--- Start of ROWS ---

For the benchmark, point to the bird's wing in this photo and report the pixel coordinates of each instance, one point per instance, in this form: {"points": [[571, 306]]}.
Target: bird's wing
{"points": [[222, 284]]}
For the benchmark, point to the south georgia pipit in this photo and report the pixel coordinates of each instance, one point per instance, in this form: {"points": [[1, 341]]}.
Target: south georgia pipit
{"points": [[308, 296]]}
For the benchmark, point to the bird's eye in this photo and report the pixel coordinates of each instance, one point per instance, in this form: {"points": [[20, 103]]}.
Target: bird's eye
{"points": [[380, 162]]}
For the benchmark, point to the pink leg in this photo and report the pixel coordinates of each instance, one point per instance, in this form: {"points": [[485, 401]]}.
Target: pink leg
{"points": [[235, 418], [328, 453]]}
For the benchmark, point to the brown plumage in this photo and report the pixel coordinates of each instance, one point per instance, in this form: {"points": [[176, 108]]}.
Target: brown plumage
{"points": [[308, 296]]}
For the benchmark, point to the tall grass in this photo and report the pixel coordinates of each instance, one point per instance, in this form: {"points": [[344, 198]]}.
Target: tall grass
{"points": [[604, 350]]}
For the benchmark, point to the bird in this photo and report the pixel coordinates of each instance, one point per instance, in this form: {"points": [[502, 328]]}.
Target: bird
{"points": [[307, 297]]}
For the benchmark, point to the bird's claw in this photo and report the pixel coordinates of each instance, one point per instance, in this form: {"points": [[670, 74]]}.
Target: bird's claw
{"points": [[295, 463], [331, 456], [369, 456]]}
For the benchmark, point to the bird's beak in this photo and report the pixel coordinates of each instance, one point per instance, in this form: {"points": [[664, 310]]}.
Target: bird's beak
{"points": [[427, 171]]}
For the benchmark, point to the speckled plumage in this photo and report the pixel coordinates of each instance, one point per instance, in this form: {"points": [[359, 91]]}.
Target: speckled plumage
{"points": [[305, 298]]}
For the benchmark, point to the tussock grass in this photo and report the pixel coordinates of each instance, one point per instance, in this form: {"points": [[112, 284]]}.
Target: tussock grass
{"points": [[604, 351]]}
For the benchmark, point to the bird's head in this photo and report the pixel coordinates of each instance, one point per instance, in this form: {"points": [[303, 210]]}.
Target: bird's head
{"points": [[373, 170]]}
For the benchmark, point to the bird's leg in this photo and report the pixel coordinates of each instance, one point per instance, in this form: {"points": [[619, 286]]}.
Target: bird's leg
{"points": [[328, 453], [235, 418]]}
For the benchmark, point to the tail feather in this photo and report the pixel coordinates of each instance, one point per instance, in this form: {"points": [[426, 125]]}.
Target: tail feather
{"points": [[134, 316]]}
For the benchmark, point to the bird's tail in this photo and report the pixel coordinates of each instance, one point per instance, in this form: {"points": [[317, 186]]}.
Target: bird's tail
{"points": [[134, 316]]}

--- End of ROWS ---

## DIRECTIONS FOR THIS TASK
Please set down the whole listing above without altering a single line.

## WORKED ANSWER
For the benchmark, point to the bird's wing in this photo and report the pixel coordinates of each instance, one point per instance, in this form: {"points": [[571, 306]]}.
Target: bird's wing
{"points": [[222, 284]]}
For the benchmark, point to the south georgia pipit in this photo and report the pixel coordinates of each instance, one point per instance, in this form: {"points": [[1, 341]]}.
Target: south georgia pipit
{"points": [[308, 296]]}
For the benchmark, point to the bird's eye in this photo and report the pixel coordinates of each instance, one point per instance, in this form: {"points": [[20, 103]]}.
Target: bird's eye
{"points": [[380, 162]]}
For the benchmark, point to the pink leg in this photo and report the pixel coordinates of each instance, one point per instance, in this form: {"points": [[485, 401]]}.
Target: pink leg
{"points": [[235, 418], [328, 453]]}
For the benchmark, point to the brown plumage in this photo and report the pixel coordinates of each instance, one point per instance, in this form: {"points": [[176, 108]]}.
Target: brown plumage
{"points": [[308, 296]]}
For the benchmark, point to the tall grass in this photo and report the pixel coordinates of each instance, one point per instance, in this form: {"points": [[344, 198]]}.
Target: tall grass
{"points": [[604, 350]]}
For the benchmark, point to the bird in this photo and report the pixel coordinates of each instance, one point per instance, in this form: {"points": [[502, 328]]}.
Target: bird
{"points": [[307, 297]]}
For the benchmark, point to the bird's claw in this photo and report the pixel coordinates of each instance, one point per instance, in this form: {"points": [[670, 74]]}.
Target: bird's claw
{"points": [[295, 463], [331, 456], [369, 456]]}
For the benchmark, point to the bird's beak in this photo and report the pixel coordinates of each instance, one point per instance, in this form: {"points": [[664, 310]]}.
Target: bird's beak
{"points": [[427, 171]]}
For the benchmark, point to the speckled plumage in this photo and report the pixel coordinates of each instance, one point per instance, in this form: {"points": [[359, 91]]}.
Target: speckled plumage
{"points": [[305, 298]]}
For the benchmark, point to the tussock grass in this photo and report the pixel coordinates of each instance, one point per instance, in this form: {"points": [[112, 284]]}.
Target: tussock grass
{"points": [[604, 351]]}
For the benchmark, point to the bird's head in this photo and report the pixel coordinates of each instance, one point per instance, in this form: {"points": [[303, 210]]}.
Target: bird's head
{"points": [[373, 170]]}
For the benchmark, point to the bird's leg in this photo and report the pixel coordinates of each instance, one point per instance, in this form: {"points": [[619, 286]]}.
Target: bird's leg
{"points": [[328, 453], [235, 418]]}
For the benchmark, point to the tail feather in this photo and report the pixel coordinates of each instance, one point per instance, in this form: {"points": [[426, 125]]}.
Target: tail feather
{"points": [[134, 316]]}
For the benchmark, point to the bird's tail in this photo and report the pixel coordinates of each instance, one point per instance, in this form: {"points": [[317, 186]]}.
Target: bird's tail
{"points": [[134, 316]]}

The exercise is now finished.